Neue Zürcher Zeitung 07.11.2009 (Switzerland)

In the midst of all the excitement over the fall of the Wall, we should not forget, writes Joachim Güntner in the NZZ feuilleton, that the West really had very few bones about it being there. "The SED strategy of consolidation through partition seemed to be working out well and the Western powers were relieved to see Berlin the conflict zone in a tight corset. This helped keep the Cold War cold. The USA, France and England were not overly perturbed by the situation. And the West Germans? They soon cooled their concerns for the people behind the Wall too."


Tygodnik Powszechny 08.11.2009 (Poland)

Wojciech Pieciak knows exactly what he was doing on November 9, 1989. He was at a friend's house in East Berlin, where he was woken with the news that the border had opened, but thinking this too good to be true, promptly went back to sleep. Now he looks back on those days and the conversations he had with GDR opposition activists and comments: "Only a few weeks earlier, in September and October, they believed that they had broken through the social isolation. That finally, like in Poland nine years before, workers, students and intellectuals were standing together, and that the opposition finally had some support. After all, even in smaller towns, countless thousands of people were demonstrating. But this power was illusory: they did change things, only to become useless again moments later."

### DATASET EXCERPTS
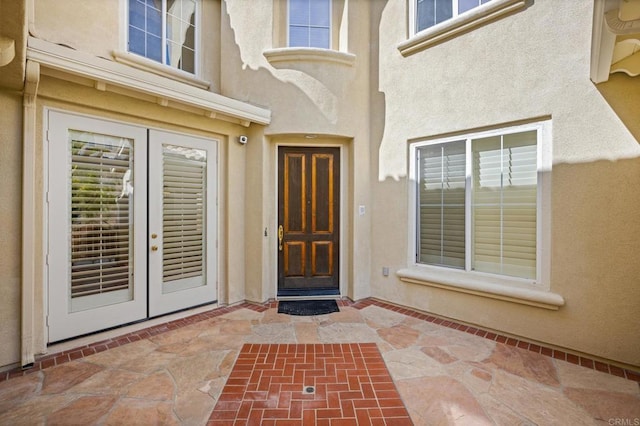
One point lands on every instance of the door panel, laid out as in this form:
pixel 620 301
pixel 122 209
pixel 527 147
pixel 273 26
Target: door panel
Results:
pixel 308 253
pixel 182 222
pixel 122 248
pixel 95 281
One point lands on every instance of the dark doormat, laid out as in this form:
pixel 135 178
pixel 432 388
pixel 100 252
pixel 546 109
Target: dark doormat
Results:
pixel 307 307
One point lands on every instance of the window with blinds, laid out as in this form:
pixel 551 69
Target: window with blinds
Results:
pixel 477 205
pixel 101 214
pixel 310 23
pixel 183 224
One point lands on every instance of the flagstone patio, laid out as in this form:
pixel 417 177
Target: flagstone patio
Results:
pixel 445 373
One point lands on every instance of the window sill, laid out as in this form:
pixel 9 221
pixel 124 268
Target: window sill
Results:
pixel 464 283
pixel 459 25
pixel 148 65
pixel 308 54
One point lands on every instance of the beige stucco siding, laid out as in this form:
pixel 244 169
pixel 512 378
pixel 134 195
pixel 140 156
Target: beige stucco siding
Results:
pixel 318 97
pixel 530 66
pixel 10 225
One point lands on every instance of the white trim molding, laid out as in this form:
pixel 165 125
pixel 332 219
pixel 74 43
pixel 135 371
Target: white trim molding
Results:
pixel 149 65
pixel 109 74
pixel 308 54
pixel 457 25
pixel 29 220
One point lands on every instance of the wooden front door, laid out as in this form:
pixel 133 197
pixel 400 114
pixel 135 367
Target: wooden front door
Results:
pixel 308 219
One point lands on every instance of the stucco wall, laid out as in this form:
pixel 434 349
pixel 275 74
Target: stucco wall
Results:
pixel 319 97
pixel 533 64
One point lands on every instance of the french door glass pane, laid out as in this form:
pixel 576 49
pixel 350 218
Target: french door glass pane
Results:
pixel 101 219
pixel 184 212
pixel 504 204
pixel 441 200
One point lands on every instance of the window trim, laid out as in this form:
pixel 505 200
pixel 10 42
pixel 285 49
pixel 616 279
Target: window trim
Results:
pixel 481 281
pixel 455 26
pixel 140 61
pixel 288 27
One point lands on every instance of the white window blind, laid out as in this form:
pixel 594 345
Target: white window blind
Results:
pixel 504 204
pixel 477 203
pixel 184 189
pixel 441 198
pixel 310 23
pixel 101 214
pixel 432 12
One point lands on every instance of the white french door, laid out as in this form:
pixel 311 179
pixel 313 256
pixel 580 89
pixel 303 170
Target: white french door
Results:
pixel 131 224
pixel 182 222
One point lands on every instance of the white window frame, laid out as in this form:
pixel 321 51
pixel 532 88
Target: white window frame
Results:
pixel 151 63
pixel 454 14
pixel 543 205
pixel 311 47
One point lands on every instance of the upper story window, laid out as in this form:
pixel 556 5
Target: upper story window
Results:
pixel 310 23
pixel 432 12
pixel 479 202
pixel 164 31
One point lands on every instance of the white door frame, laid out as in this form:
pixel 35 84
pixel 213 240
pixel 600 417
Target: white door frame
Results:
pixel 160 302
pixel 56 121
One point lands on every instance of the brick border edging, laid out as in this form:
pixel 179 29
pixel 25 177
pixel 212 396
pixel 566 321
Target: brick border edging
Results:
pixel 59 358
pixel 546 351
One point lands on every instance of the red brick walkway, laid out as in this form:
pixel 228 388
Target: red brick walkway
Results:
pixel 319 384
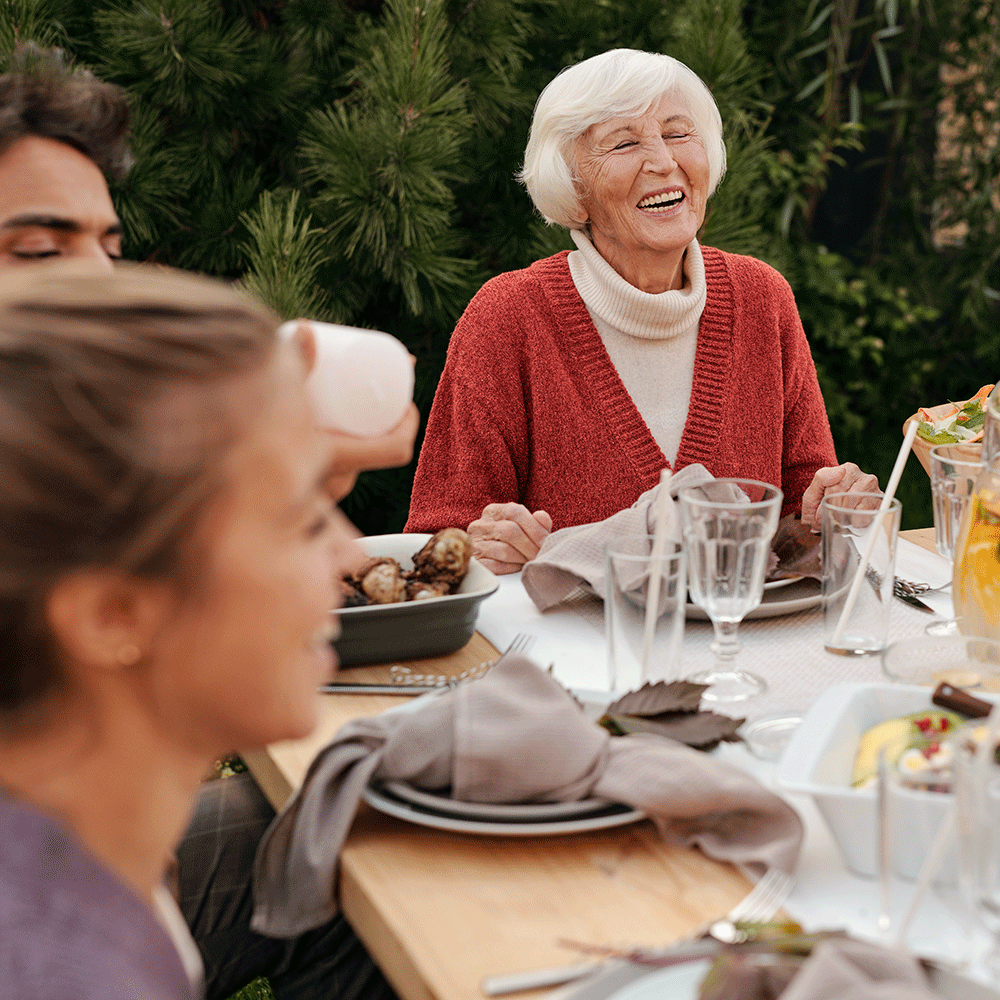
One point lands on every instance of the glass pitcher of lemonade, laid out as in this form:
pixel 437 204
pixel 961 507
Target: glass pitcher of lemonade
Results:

### WHAT IS ASKED
**A.** Copy out the rows word for word, starting at the line that contains "One point lands on every instance of the glass" and running down through the last row.
**B.** Write the next part of the press review on the fall of the Berlin Wall, picking up after its last sentence.

### RESULTS FOR THE EXERCISE
**A.**
One point lands on every instance of the glass pitcher of lemonade, laid out as in this form:
pixel 437 204
pixel 961 507
Target: glass pitcher of lemonade
Results:

**B.**
Other articles on the subject include the notes from a discussion between experts about Polish-East German relations during the communist era. The historian Lukasz Kaminski remembers, for example, that as early as the 1970s, the Polish opposition regarded German reunification as the prerequisite for a new Europe. "It's worth looking at the background. Why was the Polish opposition calling for German unity as early as the 1970s and 80s, when memories of the war were so much more alive than they are today?" His fellow historian, Andrzej Paczkowski, replies: "I believe that one of the first Poles to write about German unity as a prerequisite for European unity was Juliusz Meiroszewski, in the Parisian exile magazine Kultura in 1954. In a commentary on West Germany's Nato entry, he wrote that there would be no free Poland without a unified Germany. The other conclusion you could draw is that there can be no free Poland without an independent Ukraine. But that's another issue."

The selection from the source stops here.